**** Records
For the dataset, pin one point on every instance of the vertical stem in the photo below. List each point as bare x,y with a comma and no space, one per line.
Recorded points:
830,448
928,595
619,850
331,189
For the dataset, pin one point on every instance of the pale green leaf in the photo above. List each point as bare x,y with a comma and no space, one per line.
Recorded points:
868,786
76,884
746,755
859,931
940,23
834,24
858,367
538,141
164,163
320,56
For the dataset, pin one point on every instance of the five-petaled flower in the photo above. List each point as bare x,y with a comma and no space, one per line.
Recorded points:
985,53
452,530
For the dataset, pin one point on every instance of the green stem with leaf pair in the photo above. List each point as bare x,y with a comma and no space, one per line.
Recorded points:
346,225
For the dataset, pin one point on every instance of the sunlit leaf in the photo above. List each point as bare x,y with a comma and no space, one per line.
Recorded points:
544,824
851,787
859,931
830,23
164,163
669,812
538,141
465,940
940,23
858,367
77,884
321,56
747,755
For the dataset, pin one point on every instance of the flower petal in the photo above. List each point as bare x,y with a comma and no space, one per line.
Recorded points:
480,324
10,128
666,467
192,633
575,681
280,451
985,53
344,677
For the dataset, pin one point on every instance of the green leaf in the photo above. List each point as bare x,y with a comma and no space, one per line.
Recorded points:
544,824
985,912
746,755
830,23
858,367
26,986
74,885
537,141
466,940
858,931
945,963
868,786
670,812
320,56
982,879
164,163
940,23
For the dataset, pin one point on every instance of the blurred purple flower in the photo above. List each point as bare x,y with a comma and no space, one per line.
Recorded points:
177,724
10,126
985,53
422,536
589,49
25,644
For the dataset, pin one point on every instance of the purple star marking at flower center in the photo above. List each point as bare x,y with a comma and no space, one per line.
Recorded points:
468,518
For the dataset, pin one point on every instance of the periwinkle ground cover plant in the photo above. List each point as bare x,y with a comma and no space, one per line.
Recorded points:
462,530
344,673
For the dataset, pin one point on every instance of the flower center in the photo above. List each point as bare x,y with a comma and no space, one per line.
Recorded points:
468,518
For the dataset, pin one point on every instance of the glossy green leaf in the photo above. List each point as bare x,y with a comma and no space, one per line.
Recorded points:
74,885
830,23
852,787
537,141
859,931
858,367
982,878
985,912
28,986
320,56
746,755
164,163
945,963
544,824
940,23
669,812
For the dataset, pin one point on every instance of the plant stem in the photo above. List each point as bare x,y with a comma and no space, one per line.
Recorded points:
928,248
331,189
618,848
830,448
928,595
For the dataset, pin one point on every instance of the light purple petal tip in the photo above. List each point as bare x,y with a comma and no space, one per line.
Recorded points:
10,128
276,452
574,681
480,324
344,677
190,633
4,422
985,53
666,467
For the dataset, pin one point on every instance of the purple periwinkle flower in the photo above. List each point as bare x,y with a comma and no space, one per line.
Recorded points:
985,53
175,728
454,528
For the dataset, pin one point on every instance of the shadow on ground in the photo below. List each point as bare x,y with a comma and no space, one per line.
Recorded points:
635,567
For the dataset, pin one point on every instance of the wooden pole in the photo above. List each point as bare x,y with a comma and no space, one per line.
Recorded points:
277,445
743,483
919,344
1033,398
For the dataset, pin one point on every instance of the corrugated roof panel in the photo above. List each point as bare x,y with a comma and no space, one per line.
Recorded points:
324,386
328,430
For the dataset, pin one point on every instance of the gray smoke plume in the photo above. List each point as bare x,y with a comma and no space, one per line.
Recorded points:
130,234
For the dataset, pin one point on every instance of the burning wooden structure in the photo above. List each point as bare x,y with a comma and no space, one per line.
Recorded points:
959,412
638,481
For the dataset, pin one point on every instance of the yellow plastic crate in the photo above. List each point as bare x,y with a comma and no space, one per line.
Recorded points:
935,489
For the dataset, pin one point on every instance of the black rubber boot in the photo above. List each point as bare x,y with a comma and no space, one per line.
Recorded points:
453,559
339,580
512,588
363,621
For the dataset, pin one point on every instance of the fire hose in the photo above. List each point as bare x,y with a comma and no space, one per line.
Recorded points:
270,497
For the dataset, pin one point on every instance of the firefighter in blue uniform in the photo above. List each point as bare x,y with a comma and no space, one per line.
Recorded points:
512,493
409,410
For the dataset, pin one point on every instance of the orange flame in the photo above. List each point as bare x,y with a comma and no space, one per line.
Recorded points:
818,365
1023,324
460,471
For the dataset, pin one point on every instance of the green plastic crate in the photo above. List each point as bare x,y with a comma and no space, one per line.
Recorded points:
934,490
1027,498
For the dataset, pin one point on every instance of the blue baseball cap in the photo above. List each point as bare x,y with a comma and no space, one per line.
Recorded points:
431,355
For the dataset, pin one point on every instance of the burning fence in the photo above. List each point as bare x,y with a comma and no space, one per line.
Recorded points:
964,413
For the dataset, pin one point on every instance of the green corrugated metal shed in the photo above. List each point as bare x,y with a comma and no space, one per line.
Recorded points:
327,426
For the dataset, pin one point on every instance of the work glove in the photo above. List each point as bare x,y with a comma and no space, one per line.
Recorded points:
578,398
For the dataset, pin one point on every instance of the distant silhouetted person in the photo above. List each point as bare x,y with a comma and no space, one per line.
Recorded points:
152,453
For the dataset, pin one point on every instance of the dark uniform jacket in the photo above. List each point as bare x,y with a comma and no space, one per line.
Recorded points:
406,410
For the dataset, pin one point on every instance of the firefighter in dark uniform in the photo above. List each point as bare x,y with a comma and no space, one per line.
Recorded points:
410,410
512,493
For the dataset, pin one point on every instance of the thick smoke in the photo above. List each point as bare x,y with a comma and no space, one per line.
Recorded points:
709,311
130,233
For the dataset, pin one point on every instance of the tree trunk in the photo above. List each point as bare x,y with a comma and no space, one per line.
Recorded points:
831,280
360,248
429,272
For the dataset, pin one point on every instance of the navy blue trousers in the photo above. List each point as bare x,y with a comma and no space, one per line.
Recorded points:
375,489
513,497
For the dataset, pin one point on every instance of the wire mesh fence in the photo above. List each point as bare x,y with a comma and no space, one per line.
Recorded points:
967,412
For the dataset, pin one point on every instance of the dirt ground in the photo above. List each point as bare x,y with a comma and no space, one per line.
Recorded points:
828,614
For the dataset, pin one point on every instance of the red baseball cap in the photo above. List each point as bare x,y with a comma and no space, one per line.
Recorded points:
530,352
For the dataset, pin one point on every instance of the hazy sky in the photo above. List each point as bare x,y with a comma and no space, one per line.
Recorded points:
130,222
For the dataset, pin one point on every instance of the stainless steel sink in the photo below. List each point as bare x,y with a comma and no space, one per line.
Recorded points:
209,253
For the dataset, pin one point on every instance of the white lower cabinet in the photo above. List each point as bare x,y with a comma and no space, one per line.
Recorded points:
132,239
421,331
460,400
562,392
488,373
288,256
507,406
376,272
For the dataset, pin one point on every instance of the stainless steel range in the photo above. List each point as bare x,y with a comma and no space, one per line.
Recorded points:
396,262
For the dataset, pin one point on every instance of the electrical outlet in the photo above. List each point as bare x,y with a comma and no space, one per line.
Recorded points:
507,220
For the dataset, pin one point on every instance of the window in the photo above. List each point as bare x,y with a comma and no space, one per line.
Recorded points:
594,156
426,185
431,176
********
**Written request:** Repeat exactly, and only, the lines from the one containing "the red baseball" through the end of the material.

**Finished task:**
For the dataset, pin one point on every instance of the red baseball cap in the photo above. List each point as bare x,y with a comma and no space, one per line.
Recorded points:
530,352
For the dataset, pin one point on every instance of the hazy sky in the photo above. List each point as bare x,y with a comma and no space, one per line.
Recorded points:
130,222
For the dataset, pin one point on every instance of the stainless steel sink in the photo below. List each point as bare x,y with a comma and no space, one per line.
Recorded points:
209,253
For the dataset, pin one point on every instance of the white lower cabinet in the photo above. List each point as bare x,y with a comma and no space, one per line.
Recorded points:
132,239
421,331
460,400
562,392
488,373
288,256
507,406
376,272
For the dataset, pin one point on every instance of the stainless steel range in the photo above. List each point as bare x,y with a comma and no space, one per line.
Recorded points:
396,262
For the dataset, pin one point on every instance of the electrical outlet in the photo above. List each point as bare x,y with a comma and no space, one per line.
Recorded points:
507,220
For the dataset, pin one point on every instance of the window in the photo above. List each point as bare x,y with a comma and no space, one per line.
Recorded points:
594,156
426,185
431,176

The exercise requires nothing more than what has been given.